### PAGE TEXT

*** Block opens ***

Self-Guiding Exploration for Combinatorial Problems

Authors: Zangir Iklassov, Yali Du, Farkhad Akimov, Martin Takac

NeurIPS 2024 | Conference PDF | Archive PDF | Plain Text | LLM Run Details

Reproducibility Variable Result LLM Response
Research Type Experimental We present our research as the first to apply LLMs to a broad range of CPs and demonstrate that SGE outperforms existing prompting strategies by over 27.84% in CP optimization performance. Additionally, SGE achieves a 2.46% higher accuracy over the best existing results in other reasoning tasks (arithmetic, commonsense, and symbolic).
Researcher Affiliation Academia Zangir Iklassov MBZUAI zangir.iklassov@mbzuai.ac.ae Yali Du King s College London yali.du@kcl.ac.uk Farkhad Akimov MBZUAI farkhad.akimov@mbzuai.ac.ae Martin Takáˇc MBZUAI martin.takac@mbzuai.ac.ae
Pseudocode Yes Algorithm 1 Self-Guiding Exploration algorithm SGE( )
Open Source Code Yes Our implementation is available online.1 1https://github.com/Zangir/LLM-for-CP
Open Datasets No To facilitate these experiments, a dataset was created, comprising 100 randomly generated instances for each problem size. (No public access information for this created dataset is provided in the paper.)

*** Block closes ***

### DATA FOR ANALYSIS
*** Block opens ***

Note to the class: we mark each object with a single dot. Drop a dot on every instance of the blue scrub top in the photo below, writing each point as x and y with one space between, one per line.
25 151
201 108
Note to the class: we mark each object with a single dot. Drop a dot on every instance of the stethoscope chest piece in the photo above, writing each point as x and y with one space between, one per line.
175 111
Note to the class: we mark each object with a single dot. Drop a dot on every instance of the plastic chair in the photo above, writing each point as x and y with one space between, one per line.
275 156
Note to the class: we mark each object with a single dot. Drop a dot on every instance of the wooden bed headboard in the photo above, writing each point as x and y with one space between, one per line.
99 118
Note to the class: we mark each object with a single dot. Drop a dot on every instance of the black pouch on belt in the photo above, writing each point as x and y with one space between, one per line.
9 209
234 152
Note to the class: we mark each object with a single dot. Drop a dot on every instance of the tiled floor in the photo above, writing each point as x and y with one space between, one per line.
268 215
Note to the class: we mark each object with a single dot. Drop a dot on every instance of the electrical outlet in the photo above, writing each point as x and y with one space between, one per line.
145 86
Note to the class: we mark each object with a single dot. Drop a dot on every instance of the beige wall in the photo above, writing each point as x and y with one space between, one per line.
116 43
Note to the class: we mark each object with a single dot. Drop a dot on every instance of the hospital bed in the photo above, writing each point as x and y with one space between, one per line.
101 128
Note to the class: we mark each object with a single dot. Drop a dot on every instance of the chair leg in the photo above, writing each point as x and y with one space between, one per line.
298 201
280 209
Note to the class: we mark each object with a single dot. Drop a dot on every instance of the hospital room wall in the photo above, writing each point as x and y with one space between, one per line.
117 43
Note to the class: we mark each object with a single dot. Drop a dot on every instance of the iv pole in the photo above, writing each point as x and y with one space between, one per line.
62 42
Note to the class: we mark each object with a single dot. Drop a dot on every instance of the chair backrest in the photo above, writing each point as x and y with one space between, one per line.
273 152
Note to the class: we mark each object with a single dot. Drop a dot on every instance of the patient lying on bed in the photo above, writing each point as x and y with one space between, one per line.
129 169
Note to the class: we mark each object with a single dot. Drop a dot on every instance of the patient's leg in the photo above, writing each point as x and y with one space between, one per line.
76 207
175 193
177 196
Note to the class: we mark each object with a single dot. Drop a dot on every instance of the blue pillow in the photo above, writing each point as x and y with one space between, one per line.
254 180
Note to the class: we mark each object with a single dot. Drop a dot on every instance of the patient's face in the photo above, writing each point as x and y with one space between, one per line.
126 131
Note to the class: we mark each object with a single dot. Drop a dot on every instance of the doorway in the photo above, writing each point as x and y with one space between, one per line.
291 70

*** Block closes ***

### ACTIVITIES
1: In the page on Self-Guiding Exploration, by how much does SGE outperform existing prompting strategies in CP optimization performance?
2: Continue the page on Self-Guiding Exploration from its last line.
The listing comes from a different source than the page text.

### ANSWERS IN ORDER
1: By over 27.84%.

2:
Dataset Splits No The paper mentions 'train and test splits' for reasoning tasks, but does not provide specific percentages, counts, or explicit details for how data was partitioned into training, validation, or test sets for its own experiments (especially for the custom-generated CP datasets).
Hardware Specification Yes The experiments utilized an NVIDIA A100 SXM 40GB GPU, paired with two AMD EPYC 7742 CPUs (8 cores each) and 256GB RAM.
Software Dependencies No The paper mentions LLM models used (GPT-4, GPT-3.5, Gemini-1.5, Llama-2 series) and 'Google-OR-Tools solver', but does not provide specific version numbers for any of these software dependencies.
Experiment Setup No The paper describes problem instances, baselines, and evaluation metrics, but it does not specify concrete hyperparameters such as learning rate, batch size, or optimizer settings, nor detailed training configurations required for experiment replication.